- [Problem description]
Write out, word for word, only the lines from the one containing "trace the outline of every instance of the blue" through the final line of the data.

- [Dataset records]
%%

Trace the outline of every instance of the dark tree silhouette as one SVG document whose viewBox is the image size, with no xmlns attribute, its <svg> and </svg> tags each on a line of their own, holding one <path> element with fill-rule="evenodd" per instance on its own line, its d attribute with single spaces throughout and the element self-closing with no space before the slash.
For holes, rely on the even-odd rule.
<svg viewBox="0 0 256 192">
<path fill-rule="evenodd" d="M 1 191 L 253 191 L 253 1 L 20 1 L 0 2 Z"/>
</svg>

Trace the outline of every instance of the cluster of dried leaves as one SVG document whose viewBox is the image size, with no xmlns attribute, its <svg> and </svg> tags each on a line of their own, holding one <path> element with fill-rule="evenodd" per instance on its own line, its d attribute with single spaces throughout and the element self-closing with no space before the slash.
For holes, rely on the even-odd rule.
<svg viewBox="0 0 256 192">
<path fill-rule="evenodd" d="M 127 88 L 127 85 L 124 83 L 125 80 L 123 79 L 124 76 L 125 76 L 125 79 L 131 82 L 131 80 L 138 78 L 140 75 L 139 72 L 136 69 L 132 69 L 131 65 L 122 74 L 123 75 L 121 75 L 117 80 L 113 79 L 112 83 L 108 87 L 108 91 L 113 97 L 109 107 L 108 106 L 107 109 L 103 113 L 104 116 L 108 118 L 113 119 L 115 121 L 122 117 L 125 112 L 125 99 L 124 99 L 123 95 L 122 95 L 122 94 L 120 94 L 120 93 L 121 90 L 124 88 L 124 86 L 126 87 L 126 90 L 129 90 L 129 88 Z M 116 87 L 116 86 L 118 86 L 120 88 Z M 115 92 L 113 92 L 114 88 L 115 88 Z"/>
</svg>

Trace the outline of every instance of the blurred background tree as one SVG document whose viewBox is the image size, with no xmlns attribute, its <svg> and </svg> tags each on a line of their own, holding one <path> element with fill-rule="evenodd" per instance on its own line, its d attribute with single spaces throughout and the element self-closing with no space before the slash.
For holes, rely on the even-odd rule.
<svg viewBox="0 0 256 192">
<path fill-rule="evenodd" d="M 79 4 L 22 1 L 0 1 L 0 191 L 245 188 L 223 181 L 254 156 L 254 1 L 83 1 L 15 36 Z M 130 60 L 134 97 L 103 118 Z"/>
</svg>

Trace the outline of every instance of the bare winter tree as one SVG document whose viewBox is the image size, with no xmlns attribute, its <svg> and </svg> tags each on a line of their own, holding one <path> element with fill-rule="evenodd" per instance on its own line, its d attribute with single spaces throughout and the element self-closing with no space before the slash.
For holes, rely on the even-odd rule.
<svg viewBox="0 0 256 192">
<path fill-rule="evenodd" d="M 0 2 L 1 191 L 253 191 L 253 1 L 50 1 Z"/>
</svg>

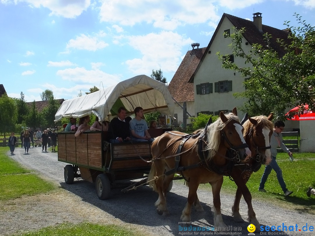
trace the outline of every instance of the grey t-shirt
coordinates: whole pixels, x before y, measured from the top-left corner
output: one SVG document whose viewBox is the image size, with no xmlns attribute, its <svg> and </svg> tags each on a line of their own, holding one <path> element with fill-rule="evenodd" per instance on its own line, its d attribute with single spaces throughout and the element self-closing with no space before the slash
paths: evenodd
<svg viewBox="0 0 315 236">
<path fill-rule="evenodd" d="M 129 122 L 129 129 L 135 131 L 135 133 L 139 136 L 144 137 L 145 136 L 145 131 L 149 129 L 146 122 L 143 119 L 141 121 L 137 121 L 134 118 Z"/>
</svg>

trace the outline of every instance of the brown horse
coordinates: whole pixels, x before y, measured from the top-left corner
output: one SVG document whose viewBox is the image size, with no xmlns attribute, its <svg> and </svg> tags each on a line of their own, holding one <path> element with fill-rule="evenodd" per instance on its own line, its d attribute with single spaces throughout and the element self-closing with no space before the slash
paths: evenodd
<svg viewBox="0 0 315 236">
<path fill-rule="evenodd" d="M 251 195 L 246 183 L 252 173 L 259 170 L 262 164 L 268 165 L 271 161 L 270 142 L 273 128 L 271 121 L 273 117 L 273 114 L 271 113 L 268 117 L 264 115 L 249 117 L 245 122 L 243 134 L 251 151 L 252 157 L 247 165 L 236 165 L 229 173 L 238 186 L 232 207 L 233 219 L 237 222 L 244 222 L 239 212 L 240 201 L 243 194 L 248 207 L 248 221 L 255 225 L 257 230 L 260 225 L 253 209 Z"/>
<path fill-rule="evenodd" d="M 164 133 L 154 140 L 152 150 L 153 158 L 156 160 L 152 163 L 149 179 L 153 179 L 155 177 L 157 178 L 153 183 L 153 189 L 159 194 L 158 199 L 155 203 L 159 214 L 169 214 L 165 197 L 166 189 L 174 174 L 164 174 L 166 169 L 168 171 L 174 169 L 174 172 L 184 176 L 188 182 L 187 202 L 180 217 L 182 221 L 190 222 L 191 208 L 194 202 L 197 211 L 203 211 L 196 197 L 197 190 L 200 183 L 209 183 L 212 186 L 213 196 L 214 226 L 217 228 L 226 228 L 222 219 L 220 199 L 223 176 L 210 171 L 209 167 L 220 168 L 224 166 L 227 160 L 225 155 L 228 149 L 234 148 L 233 149 L 237 149 L 241 160 L 245 161 L 250 158 L 251 153 L 243 137 L 243 127 L 237 115 L 236 108 L 233 110 L 232 113 L 226 115 L 221 112 L 220 119 L 204 131 L 207 136 L 206 149 L 208 155 L 203 161 L 198 154 L 198 138 L 189 138 L 184 141 L 178 137 L 181 135 L 186 136 L 186 134 L 174 132 Z M 175 168 L 176 158 L 170 157 L 175 155 L 174 154 L 176 153 L 180 145 L 182 146 L 180 150 L 182 154 L 178 166 L 186 168 L 179 171 L 179 169 Z M 177 160 L 178 160 L 178 158 Z M 212 163 L 211 165 L 214 166 L 209 167 L 208 166 L 209 163 Z"/>
</svg>

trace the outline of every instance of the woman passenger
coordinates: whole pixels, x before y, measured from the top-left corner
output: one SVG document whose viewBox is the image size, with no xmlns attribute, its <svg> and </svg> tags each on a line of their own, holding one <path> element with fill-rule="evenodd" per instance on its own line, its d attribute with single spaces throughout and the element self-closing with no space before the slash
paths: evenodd
<svg viewBox="0 0 315 236">
<path fill-rule="evenodd" d="M 85 130 L 87 130 L 90 128 L 90 126 L 88 123 L 90 122 L 90 117 L 89 115 L 84 116 L 80 118 L 79 120 L 79 127 L 78 130 L 74 134 L 76 137 L 77 137 L 79 135 L 83 132 Z"/>
</svg>

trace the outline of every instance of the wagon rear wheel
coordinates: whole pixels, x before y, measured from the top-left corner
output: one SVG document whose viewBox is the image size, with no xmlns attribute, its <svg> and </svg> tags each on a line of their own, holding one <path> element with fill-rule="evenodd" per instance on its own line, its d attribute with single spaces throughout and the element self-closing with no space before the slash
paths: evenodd
<svg viewBox="0 0 315 236">
<path fill-rule="evenodd" d="M 111 183 L 107 176 L 105 174 L 100 174 L 96 177 L 95 182 L 96 194 L 101 200 L 105 200 L 109 198 L 111 192 Z"/>
<path fill-rule="evenodd" d="M 64 168 L 65 182 L 66 183 L 70 184 L 73 183 L 74 180 L 74 169 L 72 165 L 67 165 Z"/>
</svg>

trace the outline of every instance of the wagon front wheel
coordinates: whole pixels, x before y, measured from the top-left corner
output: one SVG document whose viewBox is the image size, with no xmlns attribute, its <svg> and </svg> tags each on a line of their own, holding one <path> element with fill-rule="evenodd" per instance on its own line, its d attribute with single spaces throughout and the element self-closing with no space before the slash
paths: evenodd
<svg viewBox="0 0 315 236">
<path fill-rule="evenodd" d="M 105 174 L 100 174 L 96 177 L 95 182 L 96 194 L 101 200 L 105 200 L 109 198 L 111 192 L 111 183 L 108 177 Z"/>
<path fill-rule="evenodd" d="M 64 169 L 65 182 L 68 184 L 72 183 L 74 180 L 74 169 L 73 166 L 72 165 L 67 165 Z"/>
</svg>

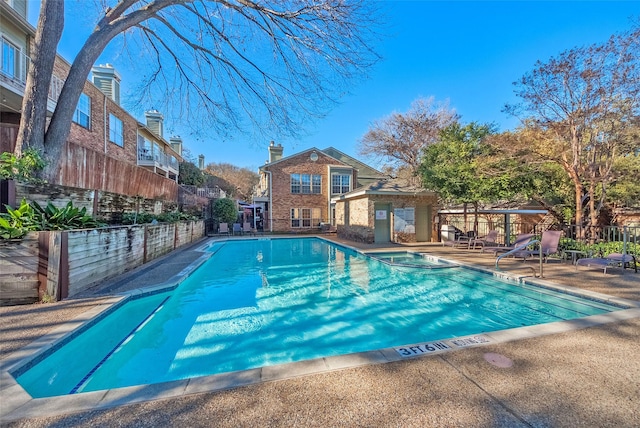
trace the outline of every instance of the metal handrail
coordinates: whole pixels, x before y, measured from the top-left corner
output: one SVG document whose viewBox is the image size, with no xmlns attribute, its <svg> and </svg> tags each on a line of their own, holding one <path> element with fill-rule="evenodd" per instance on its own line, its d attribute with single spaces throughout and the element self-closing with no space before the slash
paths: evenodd
<svg viewBox="0 0 640 428">
<path fill-rule="evenodd" d="M 531 240 L 531 241 L 527 242 L 526 244 L 523 244 L 523 245 L 520 245 L 518 247 L 515 247 L 513 250 L 509 250 L 506 253 L 498 256 L 498 258 L 496 259 L 496 267 L 495 267 L 496 270 L 500 270 L 500 268 L 498 267 L 498 263 L 500 263 L 500 260 L 503 257 L 507 257 L 508 255 L 511 255 L 513 253 L 517 253 L 518 251 L 522 251 L 525 248 L 527 248 L 529 245 L 536 244 L 536 243 L 539 244 L 540 240 L 539 239 Z M 543 269 L 542 269 L 542 248 L 540 248 L 540 251 L 538 251 L 538 253 L 539 253 L 539 256 L 540 256 L 540 274 L 539 274 L 538 278 L 543 278 L 544 275 L 543 275 Z M 528 267 L 531 267 L 531 266 L 528 266 Z M 531 267 L 531 269 L 533 269 L 533 267 Z M 536 275 L 535 274 L 535 269 L 533 269 L 533 276 L 535 277 L 535 275 Z"/>
</svg>

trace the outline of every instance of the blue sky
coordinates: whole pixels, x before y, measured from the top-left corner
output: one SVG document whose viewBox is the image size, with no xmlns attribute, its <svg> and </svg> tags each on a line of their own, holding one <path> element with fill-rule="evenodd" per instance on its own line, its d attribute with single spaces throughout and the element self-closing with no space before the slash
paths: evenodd
<svg viewBox="0 0 640 428">
<path fill-rule="evenodd" d="M 66 27 L 59 53 L 71 61 L 95 22 L 86 18 L 88 0 L 67 0 Z M 367 80 L 297 141 L 274 134 L 284 154 L 333 146 L 358 155 L 358 140 L 374 120 L 406 111 L 418 97 L 448 100 L 463 122 L 496 123 L 513 129 L 516 119 L 501 112 L 515 102 L 512 82 L 537 60 L 575 46 L 605 41 L 630 28 L 640 16 L 640 1 L 387 1 L 388 36 L 377 46 L 382 61 Z M 30 0 L 35 25 L 39 1 Z M 92 17 L 94 15 L 91 15 Z M 135 66 L 107 48 L 99 63 L 112 63 L 123 76 L 122 91 L 134 86 Z M 139 116 L 136 114 L 136 116 Z M 143 121 L 143 117 L 138 117 Z M 205 162 L 228 162 L 257 169 L 267 159 L 268 141 L 242 137 L 199 141 L 180 132 L 179 123 L 165 128 L 182 135 L 193 155 Z M 367 159 L 363 159 L 367 161 Z M 380 166 L 380 165 L 374 165 Z"/>
</svg>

%%

- [Solution to this problem]
trace the outline of every instance of the blue sky
coordinates: whole pixels, x before y, measured from the top-left corner
output: one SVG document whose viewBox is the image size, with no xmlns attribute, its <svg> and </svg> tags each on a line of their own, holding one <path> element with fill-rule="evenodd" per instance on its own line, its d attribute with single spaces throughout and the element self-closing with no space before the slash
paths: evenodd
<svg viewBox="0 0 640 428">
<path fill-rule="evenodd" d="M 66 27 L 59 53 L 71 61 L 95 22 L 86 18 L 88 0 L 67 0 Z M 367 80 L 297 141 L 274 134 L 284 154 L 333 146 L 358 155 L 358 140 L 374 120 L 406 111 L 418 97 L 448 100 L 463 122 L 496 123 L 513 129 L 516 119 L 501 112 L 515 102 L 512 82 L 537 60 L 575 46 L 605 41 L 630 28 L 640 16 L 640 1 L 387 1 L 388 36 L 377 46 L 382 61 Z M 30 0 L 35 25 L 39 1 Z M 92 17 L 94 15 L 91 15 Z M 135 66 L 107 48 L 99 63 L 112 63 L 123 76 L 122 91 L 134 86 Z M 139 116 L 136 114 L 136 116 Z M 143 121 L 143 117 L 138 117 Z M 205 162 L 228 162 L 257 169 L 267 159 L 268 141 L 242 137 L 199 141 L 180 132 L 179 123 L 165 128 L 182 135 L 193 155 Z M 367 159 L 363 159 L 367 161 Z M 380 166 L 380 165 L 374 165 Z"/>
</svg>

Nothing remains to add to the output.